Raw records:
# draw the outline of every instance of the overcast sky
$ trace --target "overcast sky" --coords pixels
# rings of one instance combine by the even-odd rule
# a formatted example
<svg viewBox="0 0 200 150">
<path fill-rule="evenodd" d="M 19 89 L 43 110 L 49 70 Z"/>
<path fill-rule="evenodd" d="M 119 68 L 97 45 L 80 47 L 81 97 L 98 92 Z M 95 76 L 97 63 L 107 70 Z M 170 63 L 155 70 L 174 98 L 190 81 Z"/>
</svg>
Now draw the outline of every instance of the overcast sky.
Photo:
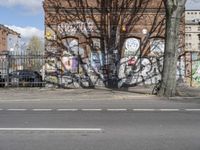
<svg viewBox="0 0 200 150">
<path fill-rule="evenodd" d="M 43 37 L 43 0 L 0 0 L 0 24 L 21 33 L 22 37 Z M 200 0 L 188 0 L 186 9 L 200 9 Z"/>
</svg>

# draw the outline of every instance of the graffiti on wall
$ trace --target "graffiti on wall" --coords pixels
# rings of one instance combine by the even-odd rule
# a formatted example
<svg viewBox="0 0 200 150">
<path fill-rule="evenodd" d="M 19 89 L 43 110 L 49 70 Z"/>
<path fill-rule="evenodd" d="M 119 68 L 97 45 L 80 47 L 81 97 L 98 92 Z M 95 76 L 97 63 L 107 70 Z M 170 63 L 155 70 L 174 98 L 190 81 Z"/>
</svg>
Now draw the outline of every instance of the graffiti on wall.
<svg viewBox="0 0 200 150">
<path fill-rule="evenodd" d="M 94 23 L 92 20 L 87 19 L 86 22 L 76 20 L 72 22 L 61 22 L 58 25 L 58 32 L 65 36 L 73 36 L 77 33 L 88 34 L 94 31 Z"/>
<path fill-rule="evenodd" d="M 200 85 L 200 61 L 199 61 L 199 54 L 193 53 L 192 54 L 192 79 L 195 85 Z"/>
</svg>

» **Exercise prompt**
Pull every line of the data above out verbatim, and leave the pictures out of your answer.

» **Answer to the task**
# draw the outline of every instance of the overcast sky
$ trace --target "overcast sky" --coords pixels
# rings of one instance combine by the even-odd rule
# a formatted example
<svg viewBox="0 0 200 150">
<path fill-rule="evenodd" d="M 19 89 L 43 110 L 49 70 Z"/>
<path fill-rule="evenodd" d="M 119 68 L 97 45 L 80 47 L 81 97 L 98 92 Z M 95 76 L 97 63 L 107 70 Z M 170 63 L 155 70 L 174 98 L 190 81 Z"/>
</svg>
Now draw the outline of every instance of the overcast sky.
Photo:
<svg viewBox="0 0 200 150">
<path fill-rule="evenodd" d="M 43 37 L 43 0 L 0 0 L 0 24 L 21 33 L 22 37 Z M 200 0 L 188 0 L 186 9 L 200 9 Z"/>
</svg>

# draw the outline of every instance of the graffiti on wall
$ trace --target "graffiti on wall" --coords pixels
# rings of one instance combine by the even-odd rule
# a formatted example
<svg viewBox="0 0 200 150">
<path fill-rule="evenodd" d="M 19 89 L 43 110 L 49 70 Z"/>
<path fill-rule="evenodd" d="M 119 68 L 97 45 L 80 47 L 81 97 L 98 92 Z M 95 76 L 97 63 L 107 70 Z M 170 63 L 155 70 L 174 98 L 190 81 Z"/>
</svg>
Now draw the outline of every instance of the graffiti on wall.
<svg viewBox="0 0 200 150">
<path fill-rule="evenodd" d="M 94 23 L 92 20 L 87 19 L 86 22 L 76 20 L 72 22 L 61 22 L 58 25 L 58 32 L 65 36 L 73 36 L 77 33 L 88 34 L 94 31 Z"/>
<path fill-rule="evenodd" d="M 200 85 L 200 61 L 199 61 L 199 54 L 193 53 L 192 54 L 192 79 L 195 85 Z"/>
</svg>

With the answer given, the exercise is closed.